*** EXCERPT Section Begins ***
Licensing Death Spiral

Frequent readers will remember that licensing is one of my big pet peaves, so it will not surpise anyone that I enjoyed TJIC's article on the licensing "cycle of suck"

Here's the cycle of suck:

  1. a guild of professionals decides to drive up their wages by limiting the supply through accreditation
  2. to put teeth in the accreditation, they complain to the politicians
  3. politicians see a chance to scratch a back (and get theirs
    scratched in turn) and pass regulations limiting the practice of the
    profession by the non-accredited
  4. the price rises and the supply drops
  5. marginal consumers can't afford the price
  6. politicians see a chance to scratch a back (and get theirs
    scratched in turn) and use taxpayer dollars to increase the supply of a
    service"¦but just to a target consumer group

Hair braiding or delivering cows, its all the same phenomena.  As usual, I can't make a post on licensing without a quote from Milton Friedman:

The justification offered is always the same: to protect the consumer. However, the reason
is demonstrated by observing who lobbies at the state legislature for
the imposition or strengthening of licensure. The lobbyists are
invariably representatives of the occupation in question rather than of
the customers. True enough, plumbers presumably know better than anyone
else what their customers need to be protected against. However, it is
hard to regard altruistic concern for their customers as the primary
motive behind their determined efforts to get legal power to decide who
may be a plumber.

More of my posts on this topic indexed here.
*** EXCERPT Section Ends ***
*** RECORDED DATA Section Begins ***
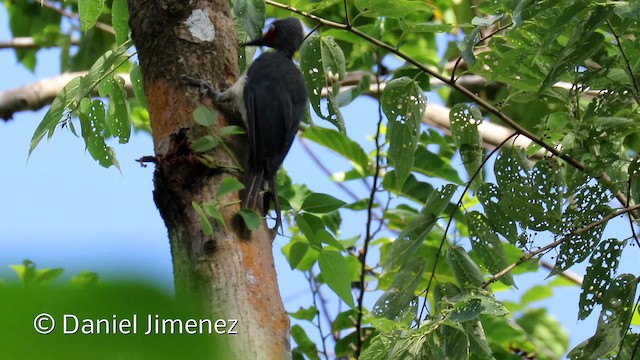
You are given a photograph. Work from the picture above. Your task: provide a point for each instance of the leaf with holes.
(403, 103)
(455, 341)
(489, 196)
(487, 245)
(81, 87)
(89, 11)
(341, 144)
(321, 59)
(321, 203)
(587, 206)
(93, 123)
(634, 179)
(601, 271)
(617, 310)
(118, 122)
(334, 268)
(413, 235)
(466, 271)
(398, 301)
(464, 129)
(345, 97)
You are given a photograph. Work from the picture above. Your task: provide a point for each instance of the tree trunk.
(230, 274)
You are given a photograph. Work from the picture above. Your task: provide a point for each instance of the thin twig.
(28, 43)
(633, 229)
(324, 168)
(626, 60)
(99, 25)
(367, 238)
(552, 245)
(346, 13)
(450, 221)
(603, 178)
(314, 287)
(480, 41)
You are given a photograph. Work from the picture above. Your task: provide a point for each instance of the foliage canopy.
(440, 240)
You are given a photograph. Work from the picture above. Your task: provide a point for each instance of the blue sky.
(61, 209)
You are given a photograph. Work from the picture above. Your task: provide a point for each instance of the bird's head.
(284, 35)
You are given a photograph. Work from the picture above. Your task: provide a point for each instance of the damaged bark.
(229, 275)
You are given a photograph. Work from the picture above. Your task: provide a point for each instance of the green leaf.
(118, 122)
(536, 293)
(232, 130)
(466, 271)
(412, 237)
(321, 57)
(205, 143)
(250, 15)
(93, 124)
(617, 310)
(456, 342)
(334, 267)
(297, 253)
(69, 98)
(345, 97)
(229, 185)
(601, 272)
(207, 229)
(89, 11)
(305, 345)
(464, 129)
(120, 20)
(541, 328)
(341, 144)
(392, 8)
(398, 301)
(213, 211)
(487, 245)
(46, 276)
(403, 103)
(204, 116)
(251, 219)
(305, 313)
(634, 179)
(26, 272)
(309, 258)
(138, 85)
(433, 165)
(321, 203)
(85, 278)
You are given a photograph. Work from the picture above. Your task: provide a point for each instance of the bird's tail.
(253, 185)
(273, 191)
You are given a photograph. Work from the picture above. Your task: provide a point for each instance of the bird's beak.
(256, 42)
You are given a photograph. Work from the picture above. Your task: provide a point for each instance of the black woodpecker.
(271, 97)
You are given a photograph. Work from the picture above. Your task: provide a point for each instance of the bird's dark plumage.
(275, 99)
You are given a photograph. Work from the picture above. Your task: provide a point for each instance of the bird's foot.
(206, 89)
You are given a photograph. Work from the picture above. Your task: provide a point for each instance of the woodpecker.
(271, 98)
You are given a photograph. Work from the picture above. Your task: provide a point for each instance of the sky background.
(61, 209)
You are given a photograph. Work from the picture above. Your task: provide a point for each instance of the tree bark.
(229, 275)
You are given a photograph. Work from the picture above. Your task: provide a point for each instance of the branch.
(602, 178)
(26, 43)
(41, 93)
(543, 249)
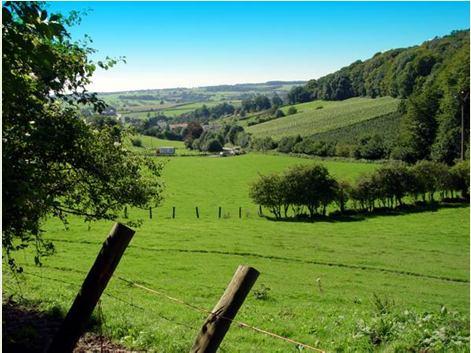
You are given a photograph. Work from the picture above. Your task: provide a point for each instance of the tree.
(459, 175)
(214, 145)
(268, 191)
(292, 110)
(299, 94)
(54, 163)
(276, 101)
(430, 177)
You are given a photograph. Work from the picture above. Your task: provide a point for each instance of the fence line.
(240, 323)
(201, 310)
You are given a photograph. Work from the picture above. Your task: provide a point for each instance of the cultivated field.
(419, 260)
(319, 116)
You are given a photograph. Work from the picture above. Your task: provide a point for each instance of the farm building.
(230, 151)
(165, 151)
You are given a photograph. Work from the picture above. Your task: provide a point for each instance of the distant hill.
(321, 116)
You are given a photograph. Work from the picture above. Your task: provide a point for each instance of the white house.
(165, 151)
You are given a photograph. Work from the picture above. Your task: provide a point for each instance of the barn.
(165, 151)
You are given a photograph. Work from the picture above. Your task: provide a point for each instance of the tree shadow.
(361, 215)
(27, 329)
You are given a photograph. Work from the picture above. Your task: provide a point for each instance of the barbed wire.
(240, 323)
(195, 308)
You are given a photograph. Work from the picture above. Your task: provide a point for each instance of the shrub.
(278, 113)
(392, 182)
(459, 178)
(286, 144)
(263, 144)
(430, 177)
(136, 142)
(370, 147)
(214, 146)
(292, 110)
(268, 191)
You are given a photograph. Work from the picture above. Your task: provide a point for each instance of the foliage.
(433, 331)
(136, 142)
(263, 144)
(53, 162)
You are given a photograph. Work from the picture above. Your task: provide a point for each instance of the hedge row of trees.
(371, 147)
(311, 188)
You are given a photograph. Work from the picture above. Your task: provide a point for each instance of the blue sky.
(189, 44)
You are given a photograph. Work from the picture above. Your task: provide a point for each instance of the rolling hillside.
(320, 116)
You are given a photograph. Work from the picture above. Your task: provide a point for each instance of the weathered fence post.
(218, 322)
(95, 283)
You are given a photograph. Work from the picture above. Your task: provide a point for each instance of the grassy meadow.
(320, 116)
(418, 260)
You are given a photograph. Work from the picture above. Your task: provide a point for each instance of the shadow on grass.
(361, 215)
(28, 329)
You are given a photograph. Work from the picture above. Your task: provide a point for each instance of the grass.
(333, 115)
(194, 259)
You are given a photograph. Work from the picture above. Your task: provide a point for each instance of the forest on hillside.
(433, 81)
*** RECORDED DATA Section Ends ***
# EXERCISE INSTRUCTIONS
In the post on licensing, who does the Milton Friedman quotation say the lobbyists for licensure invariably are?

# SOLUTION FOR THIS PROBLEM
They are representatives of the occupation in question rather than of the customers.